[Opening Exercise inputs section]
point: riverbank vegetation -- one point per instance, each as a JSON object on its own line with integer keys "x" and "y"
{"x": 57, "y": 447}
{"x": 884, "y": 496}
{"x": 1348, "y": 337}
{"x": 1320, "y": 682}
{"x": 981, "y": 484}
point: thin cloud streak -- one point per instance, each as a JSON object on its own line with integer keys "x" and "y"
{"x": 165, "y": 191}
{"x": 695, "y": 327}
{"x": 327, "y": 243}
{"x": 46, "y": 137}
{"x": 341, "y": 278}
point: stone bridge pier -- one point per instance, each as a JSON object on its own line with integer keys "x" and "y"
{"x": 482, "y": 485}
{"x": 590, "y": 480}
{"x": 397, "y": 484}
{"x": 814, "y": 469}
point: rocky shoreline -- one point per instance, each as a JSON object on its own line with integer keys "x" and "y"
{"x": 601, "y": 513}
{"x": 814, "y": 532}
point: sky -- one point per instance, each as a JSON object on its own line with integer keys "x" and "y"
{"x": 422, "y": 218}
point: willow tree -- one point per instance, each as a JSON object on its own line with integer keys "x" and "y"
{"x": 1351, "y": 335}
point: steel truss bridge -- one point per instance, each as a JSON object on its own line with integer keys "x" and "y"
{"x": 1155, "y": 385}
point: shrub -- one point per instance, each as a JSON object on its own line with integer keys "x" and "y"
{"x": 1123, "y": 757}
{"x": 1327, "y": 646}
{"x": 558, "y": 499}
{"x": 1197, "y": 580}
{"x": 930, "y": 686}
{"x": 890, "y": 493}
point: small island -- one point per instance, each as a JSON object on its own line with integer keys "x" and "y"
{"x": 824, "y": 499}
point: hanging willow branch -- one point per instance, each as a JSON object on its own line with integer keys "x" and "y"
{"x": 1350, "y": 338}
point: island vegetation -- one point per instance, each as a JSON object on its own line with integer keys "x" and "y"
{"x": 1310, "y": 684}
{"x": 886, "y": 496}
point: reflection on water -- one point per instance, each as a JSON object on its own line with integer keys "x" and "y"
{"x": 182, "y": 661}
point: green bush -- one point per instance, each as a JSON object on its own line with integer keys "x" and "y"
[Closing Exercise inputs section]
[Opening Exercise inputs section]
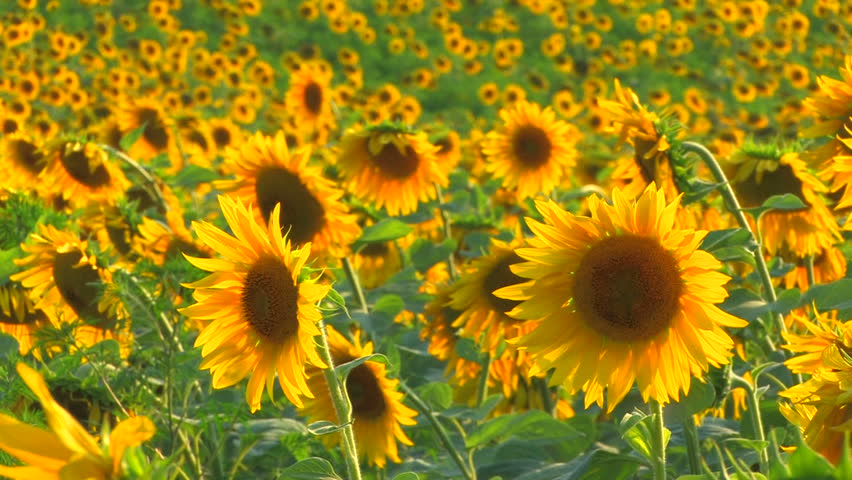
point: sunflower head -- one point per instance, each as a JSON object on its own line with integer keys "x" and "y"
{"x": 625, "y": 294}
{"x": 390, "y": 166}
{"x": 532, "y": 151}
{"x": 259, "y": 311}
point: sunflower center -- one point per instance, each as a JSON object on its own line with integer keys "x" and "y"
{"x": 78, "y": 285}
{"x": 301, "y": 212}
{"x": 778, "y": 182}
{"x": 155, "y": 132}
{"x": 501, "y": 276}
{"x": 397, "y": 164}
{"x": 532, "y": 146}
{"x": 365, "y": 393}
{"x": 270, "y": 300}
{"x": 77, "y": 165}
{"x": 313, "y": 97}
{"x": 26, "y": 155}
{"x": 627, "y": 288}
[Closing Exercise inputs section]
**Assignment:** Send back exactly the lines of the listing above starting at the one with "point: hanging willow" and ending at the one with "point: green bush", inclusive, and no others.

**Answer area:**
point: hanging willow branch -- one point per instance, each as a JSON object on its own line with integer keys "x" and "y"
{"x": 1350, "y": 338}
point: island vegetation -- one point per instance, each as a JSON object on its own line with integer keys "x" and "y"
{"x": 1310, "y": 684}
{"x": 886, "y": 496}
point: reflection on water -- one point per instance, each as a JSON object on its own line with integer keys "x" and "y"
{"x": 182, "y": 661}
point: green bush -- one point per instance, each as a JSON object on its own line with integer keys "x" and "y"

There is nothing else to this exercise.